| Dataset records |
------------------------------

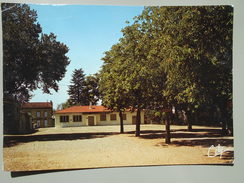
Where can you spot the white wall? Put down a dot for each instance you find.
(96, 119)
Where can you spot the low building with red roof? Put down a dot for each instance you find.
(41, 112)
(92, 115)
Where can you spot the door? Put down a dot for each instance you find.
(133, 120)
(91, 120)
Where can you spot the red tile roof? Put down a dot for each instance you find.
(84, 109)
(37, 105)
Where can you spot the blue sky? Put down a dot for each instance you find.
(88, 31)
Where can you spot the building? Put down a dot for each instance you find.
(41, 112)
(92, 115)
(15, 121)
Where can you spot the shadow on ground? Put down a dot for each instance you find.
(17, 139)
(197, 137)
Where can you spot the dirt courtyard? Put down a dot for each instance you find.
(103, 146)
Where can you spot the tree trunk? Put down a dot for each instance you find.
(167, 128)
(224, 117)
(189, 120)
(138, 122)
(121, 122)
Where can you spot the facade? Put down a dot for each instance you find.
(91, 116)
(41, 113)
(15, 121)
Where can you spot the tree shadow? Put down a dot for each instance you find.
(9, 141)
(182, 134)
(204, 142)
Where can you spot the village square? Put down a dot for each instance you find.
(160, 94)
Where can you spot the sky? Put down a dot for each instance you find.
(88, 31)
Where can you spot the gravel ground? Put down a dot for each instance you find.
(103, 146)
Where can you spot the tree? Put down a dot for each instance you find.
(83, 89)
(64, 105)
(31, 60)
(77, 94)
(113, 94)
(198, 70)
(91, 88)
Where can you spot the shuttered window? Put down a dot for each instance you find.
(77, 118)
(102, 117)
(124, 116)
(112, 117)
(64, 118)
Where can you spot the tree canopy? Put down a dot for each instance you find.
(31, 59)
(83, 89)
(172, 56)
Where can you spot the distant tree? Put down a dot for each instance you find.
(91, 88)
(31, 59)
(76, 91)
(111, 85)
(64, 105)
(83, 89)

------------------------------

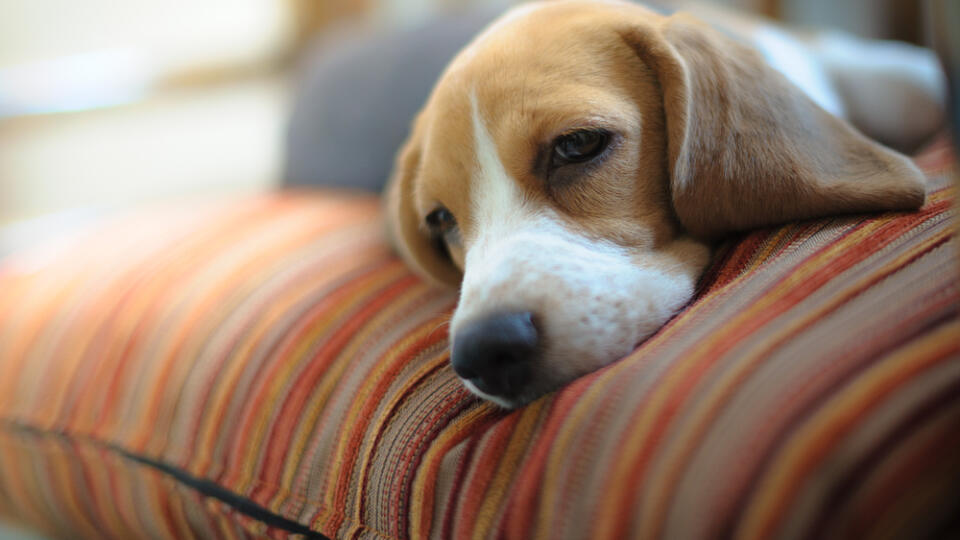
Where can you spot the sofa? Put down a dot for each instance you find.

------------------------------

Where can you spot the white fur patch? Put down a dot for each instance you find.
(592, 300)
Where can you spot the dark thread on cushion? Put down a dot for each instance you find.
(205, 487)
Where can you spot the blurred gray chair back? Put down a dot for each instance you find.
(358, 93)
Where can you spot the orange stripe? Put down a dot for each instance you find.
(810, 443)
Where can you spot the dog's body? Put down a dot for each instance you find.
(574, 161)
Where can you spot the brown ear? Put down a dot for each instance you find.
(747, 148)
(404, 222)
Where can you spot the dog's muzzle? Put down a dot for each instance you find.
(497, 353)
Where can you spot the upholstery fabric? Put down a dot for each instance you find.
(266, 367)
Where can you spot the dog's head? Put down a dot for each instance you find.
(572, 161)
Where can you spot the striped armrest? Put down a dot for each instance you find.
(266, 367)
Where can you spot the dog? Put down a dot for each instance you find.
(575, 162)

------------------------------

| Written task |
Extract every row above that contains the word "tree". Matching is case-sensitive.

| Answer for this exercise |
Where can you spot the tree trunk? Put down a dot for each instance you find.
Where can you spot the tree shadow? Put down a dot for each instance you find.
Where can you spot the tree? Put down a dot for each instance you find.
Where can you spot the tree canopy? Put down a dot for each instance you find.
Where can you spot the distant tree? Put down a dot for each instance you find.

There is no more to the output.